What you will do: Count the rows below that contain the string "shirt", and reply with that number alone.

Raw records:
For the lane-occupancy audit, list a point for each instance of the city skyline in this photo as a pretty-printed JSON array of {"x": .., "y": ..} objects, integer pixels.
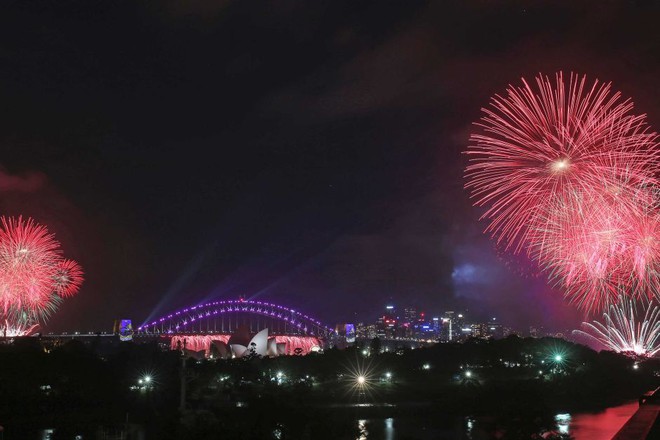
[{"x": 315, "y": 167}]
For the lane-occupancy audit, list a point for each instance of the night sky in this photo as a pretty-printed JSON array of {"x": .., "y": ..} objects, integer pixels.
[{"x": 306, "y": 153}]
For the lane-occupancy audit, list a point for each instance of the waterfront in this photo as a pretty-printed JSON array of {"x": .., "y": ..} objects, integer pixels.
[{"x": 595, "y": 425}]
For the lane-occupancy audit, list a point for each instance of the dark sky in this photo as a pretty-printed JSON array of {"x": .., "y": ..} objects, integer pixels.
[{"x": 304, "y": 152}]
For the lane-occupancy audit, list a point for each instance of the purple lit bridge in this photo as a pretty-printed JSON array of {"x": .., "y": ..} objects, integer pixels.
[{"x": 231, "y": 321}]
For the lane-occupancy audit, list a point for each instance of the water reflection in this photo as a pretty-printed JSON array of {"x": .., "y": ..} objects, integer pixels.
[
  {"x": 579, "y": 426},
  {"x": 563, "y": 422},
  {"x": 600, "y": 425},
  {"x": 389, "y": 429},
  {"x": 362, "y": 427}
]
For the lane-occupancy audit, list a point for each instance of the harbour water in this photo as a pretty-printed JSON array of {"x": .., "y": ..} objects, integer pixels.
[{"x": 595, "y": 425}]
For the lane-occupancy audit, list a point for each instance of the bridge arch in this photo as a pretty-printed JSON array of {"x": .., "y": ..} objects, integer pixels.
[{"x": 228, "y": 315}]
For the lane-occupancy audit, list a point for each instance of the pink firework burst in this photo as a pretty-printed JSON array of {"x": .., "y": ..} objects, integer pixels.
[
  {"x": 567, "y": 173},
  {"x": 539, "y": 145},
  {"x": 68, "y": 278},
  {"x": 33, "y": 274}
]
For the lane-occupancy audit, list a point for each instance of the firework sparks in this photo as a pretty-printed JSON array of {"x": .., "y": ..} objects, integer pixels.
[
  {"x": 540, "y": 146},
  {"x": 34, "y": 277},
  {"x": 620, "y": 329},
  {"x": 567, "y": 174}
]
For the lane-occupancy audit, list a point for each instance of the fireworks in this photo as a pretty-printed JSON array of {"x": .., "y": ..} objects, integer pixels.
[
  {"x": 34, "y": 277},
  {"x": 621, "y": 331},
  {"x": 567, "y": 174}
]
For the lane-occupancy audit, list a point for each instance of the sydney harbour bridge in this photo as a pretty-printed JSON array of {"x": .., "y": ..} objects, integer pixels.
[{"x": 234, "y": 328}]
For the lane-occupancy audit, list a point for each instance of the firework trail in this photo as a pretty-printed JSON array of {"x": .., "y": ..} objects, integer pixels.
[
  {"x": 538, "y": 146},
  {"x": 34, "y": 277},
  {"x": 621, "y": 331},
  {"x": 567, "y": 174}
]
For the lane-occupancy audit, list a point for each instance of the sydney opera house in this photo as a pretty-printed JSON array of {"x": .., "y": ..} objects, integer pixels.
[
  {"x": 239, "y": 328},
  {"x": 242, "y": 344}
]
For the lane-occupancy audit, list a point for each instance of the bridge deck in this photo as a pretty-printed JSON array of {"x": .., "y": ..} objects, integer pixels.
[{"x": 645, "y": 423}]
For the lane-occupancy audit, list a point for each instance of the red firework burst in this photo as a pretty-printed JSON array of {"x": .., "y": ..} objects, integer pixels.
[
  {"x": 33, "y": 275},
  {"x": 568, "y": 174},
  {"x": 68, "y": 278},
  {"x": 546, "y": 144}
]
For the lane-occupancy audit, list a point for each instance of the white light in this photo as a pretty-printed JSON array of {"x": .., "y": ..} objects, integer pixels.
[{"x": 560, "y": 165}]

---

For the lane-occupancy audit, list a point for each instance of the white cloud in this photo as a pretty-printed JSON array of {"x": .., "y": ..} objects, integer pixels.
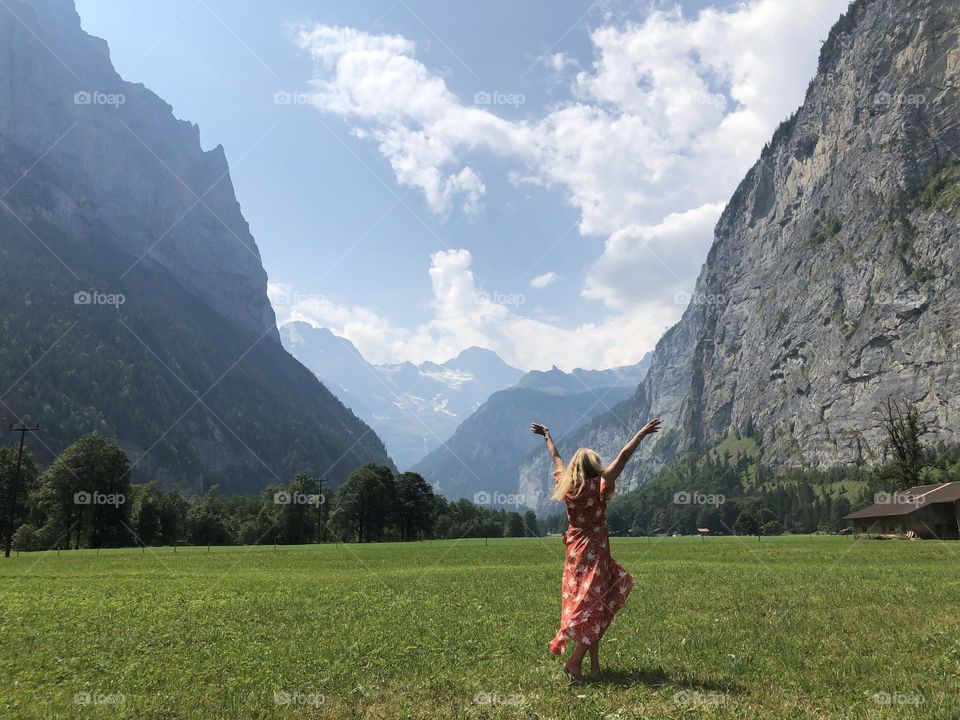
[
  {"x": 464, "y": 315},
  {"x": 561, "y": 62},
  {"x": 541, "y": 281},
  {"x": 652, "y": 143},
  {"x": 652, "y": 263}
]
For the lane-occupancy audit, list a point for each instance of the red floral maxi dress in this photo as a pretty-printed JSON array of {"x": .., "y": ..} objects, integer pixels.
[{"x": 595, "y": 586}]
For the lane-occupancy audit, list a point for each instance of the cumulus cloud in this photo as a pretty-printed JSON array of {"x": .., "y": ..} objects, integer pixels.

...

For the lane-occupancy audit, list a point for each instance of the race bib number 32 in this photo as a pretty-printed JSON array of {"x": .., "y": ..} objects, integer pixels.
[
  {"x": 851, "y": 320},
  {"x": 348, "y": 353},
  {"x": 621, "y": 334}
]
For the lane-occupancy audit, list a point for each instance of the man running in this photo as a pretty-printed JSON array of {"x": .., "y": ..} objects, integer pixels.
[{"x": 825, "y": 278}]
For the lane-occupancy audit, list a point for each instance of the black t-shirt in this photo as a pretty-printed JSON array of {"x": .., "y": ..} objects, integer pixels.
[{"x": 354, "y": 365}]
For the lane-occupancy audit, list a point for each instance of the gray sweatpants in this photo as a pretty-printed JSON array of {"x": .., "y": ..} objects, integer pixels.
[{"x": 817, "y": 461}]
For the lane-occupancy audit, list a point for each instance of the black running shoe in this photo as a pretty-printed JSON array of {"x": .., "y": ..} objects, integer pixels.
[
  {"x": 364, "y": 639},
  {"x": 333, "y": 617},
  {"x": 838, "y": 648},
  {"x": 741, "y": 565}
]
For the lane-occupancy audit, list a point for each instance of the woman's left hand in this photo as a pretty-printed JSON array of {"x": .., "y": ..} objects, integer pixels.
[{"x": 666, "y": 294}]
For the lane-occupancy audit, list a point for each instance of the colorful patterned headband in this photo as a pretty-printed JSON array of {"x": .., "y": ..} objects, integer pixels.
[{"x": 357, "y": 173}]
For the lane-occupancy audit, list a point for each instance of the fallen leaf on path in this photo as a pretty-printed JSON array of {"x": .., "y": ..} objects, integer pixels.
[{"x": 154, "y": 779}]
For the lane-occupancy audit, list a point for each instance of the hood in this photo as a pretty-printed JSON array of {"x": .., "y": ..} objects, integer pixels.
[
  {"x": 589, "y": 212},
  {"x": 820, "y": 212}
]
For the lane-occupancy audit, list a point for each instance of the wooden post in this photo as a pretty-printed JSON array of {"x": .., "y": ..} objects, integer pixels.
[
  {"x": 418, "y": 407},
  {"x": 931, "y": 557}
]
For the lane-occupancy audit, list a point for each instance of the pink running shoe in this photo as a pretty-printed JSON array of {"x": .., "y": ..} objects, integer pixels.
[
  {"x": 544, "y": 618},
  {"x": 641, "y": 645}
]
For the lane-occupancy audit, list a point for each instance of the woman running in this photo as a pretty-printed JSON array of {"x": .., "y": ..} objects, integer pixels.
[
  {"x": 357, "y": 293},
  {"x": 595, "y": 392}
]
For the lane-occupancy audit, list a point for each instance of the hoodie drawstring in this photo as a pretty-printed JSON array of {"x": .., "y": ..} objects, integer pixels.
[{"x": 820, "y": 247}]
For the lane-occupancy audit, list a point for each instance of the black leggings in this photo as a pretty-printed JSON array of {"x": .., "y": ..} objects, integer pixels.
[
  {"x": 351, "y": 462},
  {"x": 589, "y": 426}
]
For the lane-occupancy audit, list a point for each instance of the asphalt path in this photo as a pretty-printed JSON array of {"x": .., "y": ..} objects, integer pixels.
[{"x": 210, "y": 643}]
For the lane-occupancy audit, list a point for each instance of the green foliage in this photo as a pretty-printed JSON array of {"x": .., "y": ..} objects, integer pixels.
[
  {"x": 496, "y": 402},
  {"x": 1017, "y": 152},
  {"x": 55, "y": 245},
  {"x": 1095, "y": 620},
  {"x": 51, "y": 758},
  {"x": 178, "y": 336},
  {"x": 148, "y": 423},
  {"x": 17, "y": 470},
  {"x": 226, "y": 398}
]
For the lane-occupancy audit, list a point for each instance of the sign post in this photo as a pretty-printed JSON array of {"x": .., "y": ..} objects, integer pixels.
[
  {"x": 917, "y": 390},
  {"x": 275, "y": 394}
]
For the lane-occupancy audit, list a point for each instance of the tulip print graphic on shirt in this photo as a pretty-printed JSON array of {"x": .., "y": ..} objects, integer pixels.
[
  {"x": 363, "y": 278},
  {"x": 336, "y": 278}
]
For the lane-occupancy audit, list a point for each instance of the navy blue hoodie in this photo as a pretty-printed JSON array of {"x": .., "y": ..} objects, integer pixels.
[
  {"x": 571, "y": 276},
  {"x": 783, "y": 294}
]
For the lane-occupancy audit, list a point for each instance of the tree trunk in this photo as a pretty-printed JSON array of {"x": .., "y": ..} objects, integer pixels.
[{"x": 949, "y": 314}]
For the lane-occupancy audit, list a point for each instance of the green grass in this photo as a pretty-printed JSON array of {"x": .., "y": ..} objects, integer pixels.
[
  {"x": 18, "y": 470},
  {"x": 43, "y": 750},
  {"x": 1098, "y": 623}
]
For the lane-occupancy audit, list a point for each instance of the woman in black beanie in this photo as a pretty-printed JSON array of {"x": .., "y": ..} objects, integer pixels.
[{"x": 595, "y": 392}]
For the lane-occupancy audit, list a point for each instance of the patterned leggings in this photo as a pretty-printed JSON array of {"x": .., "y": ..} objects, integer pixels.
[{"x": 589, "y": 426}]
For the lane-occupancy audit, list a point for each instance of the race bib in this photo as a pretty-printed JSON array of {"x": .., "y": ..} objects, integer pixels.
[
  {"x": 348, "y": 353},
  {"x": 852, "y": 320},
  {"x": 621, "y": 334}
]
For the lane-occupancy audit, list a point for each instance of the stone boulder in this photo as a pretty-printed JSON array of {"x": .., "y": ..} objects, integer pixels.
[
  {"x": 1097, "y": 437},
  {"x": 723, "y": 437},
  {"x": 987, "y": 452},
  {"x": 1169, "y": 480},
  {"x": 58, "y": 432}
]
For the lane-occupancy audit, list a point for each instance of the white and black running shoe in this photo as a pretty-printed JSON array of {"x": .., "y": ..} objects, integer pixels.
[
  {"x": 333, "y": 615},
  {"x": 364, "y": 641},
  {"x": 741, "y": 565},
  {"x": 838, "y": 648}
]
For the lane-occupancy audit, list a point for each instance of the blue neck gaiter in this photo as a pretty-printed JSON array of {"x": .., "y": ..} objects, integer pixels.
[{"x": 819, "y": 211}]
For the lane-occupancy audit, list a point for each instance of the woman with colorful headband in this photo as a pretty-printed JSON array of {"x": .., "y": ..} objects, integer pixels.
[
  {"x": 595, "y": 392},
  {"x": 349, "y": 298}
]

Expected answer: 2